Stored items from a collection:
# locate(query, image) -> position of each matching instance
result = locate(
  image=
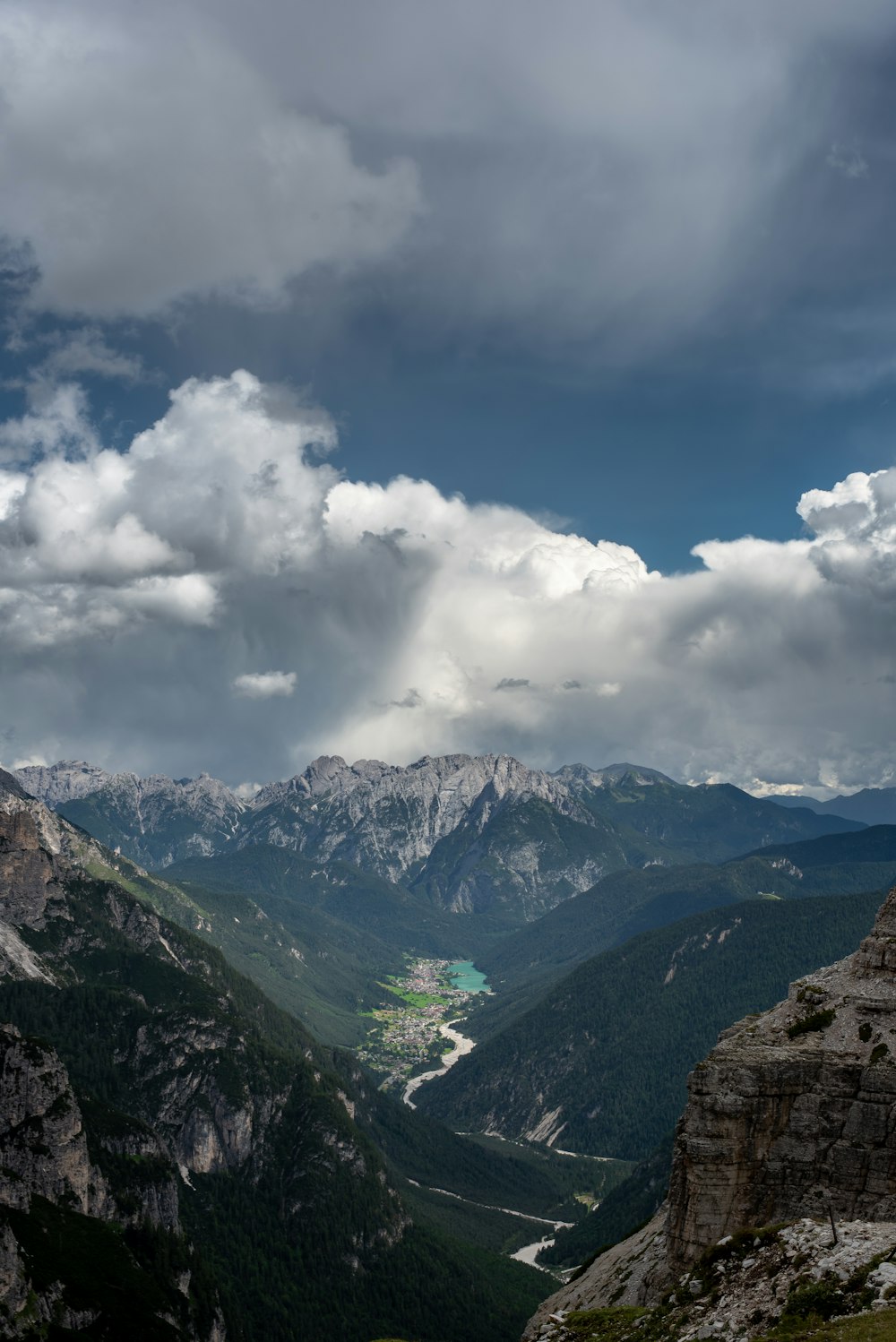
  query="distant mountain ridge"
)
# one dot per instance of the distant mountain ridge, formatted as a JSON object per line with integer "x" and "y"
{"x": 871, "y": 805}
{"x": 474, "y": 834}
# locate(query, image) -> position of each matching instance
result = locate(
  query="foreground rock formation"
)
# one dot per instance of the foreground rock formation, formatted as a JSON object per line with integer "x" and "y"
{"x": 791, "y": 1120}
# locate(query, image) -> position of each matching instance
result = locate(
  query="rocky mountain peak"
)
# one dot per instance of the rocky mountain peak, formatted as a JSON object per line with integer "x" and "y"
{"x": 790, "y": 1112}
{"x": 62, "y": 781}
{"x": 10, "y": 786}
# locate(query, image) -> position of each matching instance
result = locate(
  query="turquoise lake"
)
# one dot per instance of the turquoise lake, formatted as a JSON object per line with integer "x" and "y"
{"x": 466, "y": 976}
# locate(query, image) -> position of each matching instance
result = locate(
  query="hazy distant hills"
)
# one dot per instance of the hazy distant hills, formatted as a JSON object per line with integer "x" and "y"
{"x": 184, "y": 1161}
{"x": 480, "y": 835}
{"x": 634, "y": 900}
{"x": 871, "y": 805}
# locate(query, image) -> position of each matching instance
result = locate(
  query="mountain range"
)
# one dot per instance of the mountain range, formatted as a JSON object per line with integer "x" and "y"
{"x": 178, "y": 1158}
{"x": 472, "y": 835}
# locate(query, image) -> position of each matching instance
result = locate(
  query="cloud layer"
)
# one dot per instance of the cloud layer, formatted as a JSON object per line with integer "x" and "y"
{"x": 148, "y": 161}
{"x": 616, "y": 176}
{"x": 146, "y": 596}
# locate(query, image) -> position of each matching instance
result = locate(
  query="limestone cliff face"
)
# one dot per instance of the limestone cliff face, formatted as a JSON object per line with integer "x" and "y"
{"x": 794, "y": 1112}
{"x": 43, "y": 1149}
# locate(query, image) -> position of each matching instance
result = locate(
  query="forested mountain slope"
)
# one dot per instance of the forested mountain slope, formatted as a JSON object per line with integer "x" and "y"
{"x": 480, "y": 835}
{"x": 599, "y": 1064}
{"x": 628, "y": 902}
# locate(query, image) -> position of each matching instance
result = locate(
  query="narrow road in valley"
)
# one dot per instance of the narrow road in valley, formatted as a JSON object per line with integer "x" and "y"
{"x": 461, "y": 1047}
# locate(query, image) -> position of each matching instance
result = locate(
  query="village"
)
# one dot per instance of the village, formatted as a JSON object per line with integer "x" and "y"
{"x": 407, "y": 1037}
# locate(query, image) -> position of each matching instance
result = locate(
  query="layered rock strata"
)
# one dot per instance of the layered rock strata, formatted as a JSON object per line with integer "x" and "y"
{"x": 794, "y": 1112}
{"x": 790, "y": 1123}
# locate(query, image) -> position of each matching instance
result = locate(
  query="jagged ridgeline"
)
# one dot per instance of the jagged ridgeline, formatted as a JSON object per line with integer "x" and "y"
{"x": 178, "y": 1158}
{"x": 317, "y": 887}
{"x": 480, "y": 835}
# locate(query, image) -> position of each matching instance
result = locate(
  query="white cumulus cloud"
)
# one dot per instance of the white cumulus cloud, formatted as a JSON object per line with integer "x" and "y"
{"x": 266, "y": 684}
{"x": 141, "y": 590}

### Directive
Verbatim reproduction of every record is required; images are left out.

### Task answer
# locate(query, image) -> position of each matching instance
result = locate(
  image=
  query="distant mountain ridge"
)
# one dot per instance of the distant mountain ridge, formatted as a JSON object per line with integer "x" and "y"
{"x": 871, "y": 805}
{"x": 474, "y": 834}
# locate(query, image) -> position of each matching instance
result = locate(
  query="foreground rock formation"
)
# one dot per instance of the foreground rock formation, formatted as a JSON object per line with integer "x" and "y"
{"x": 791, "y": 1120}
# locate(query, image) -> position of each matching instance
result = locate(
  query="rocky mountain peak"
)
# one dot per instance of the rocky mountain peak, formatted as a JSON object per line with integer "x" and "y"
{"x": 790, "y": 1112}
{"x": 62, "y": 781}
{"x": 10, "y": 786}
# locate(query, image) -> position of each matching instance
result = locate(
  query="turquoise lake"
)
# one dot per instance of the turquoise lake, formatted as a JSON object per line with integer "x" and "y"
{"x": 466, "y": 976}
# locate(query, image) -> position of each matching instance
result = locate(
  query="hazy distant hills"
)
# one dot per instance of the hazy distant hills, formatted as a JSON object per line with integer "x" and "y"
{"x": 184, "y": 1161}
{"x": 480, "y": 835}
{"x": 634, "y": 900}
{"x": 871, "y": 805}
# locate(query, image) -> position of each matching instance
result = locate(
  query="mountain range"
)
# one dot per instance of the mountain range, formatted as a JSON object per line with integer "x" and "y"
{"x": 178, "y": 1158}
{"x": 472, "y": 835}
# locate(query, image) -> position of each matching instance
result = locate(
  query="cloud layer"
)
# one dot per instance of the cloud layer, formatted as a JSON object per line with integer "x" and "y"
{"x": 148, "y": 161}
{"x": 616, "y": 176}
{"x": 146, "y": 596}
# locate(query, image) -> position of each matching instance
result = locate(
  query="limestone cliff face"
)
# one dot per instance of the limestone cliff face, formatted as a JSON object per line with integer "x" and "y"
{"x": 794, "y": 1112}
{"x": 43, "y": 1149}
# locate(query, image) -> position of each matching instance
result = locate(
  query="forested mountain slope"
)
# one dot per instance of the forested mountain slope, formatted as a JSON object per line with integer "x" and "y"
{"x": 480, "y": 835}
{"x": 599, "y": 1064}
{"x": 628, "y": 902}
# locate(query, image) -> position of each matching instance
result = locate(
  query="narrow road in valley"
)
# one dot per instance of the narrow road in valley, formatted as a JSON object per line with integer "x" and "y"
{"x": 461, "y": 1047}
# locate(query, image) -> position of each matching instance
result = locate(
  query="village"
)
# one dot per instance of the village, formatted as a JSON object per line with integer "x" and "y"
{"x": 407, "y": 1037}
# locate(query, image) -> position of each matching instance
result = locate(
  query="layered rock strata"
)
# one dot per instance of the layered rock strata, formatted as a JSON object per line with integer "x" and "y"
{"x": 794, "y": 1112}
{"x": 790, "y": 1123}
# locate(query, image) -> position of each matching instance
result = locate(
  query="jagged ridgeline"
)
# one dot per instance of the jagged ridgeline, formatted as a JSON object per line with integer "x" and "y"
{"x": 178, "y": 1158}
{"x": 317, "y": 887}
{"x": 480, "y": 835}
# locate(query, image) -> position of each matching instance
result = locate(
  query="white cumulus cloud"
)
# one dot per instance of the white cumulus cloud, formatted as a JSON object per line with integer "x" and "y"
{"x": 266, "y": 684}
{"x": 141, "y": 590}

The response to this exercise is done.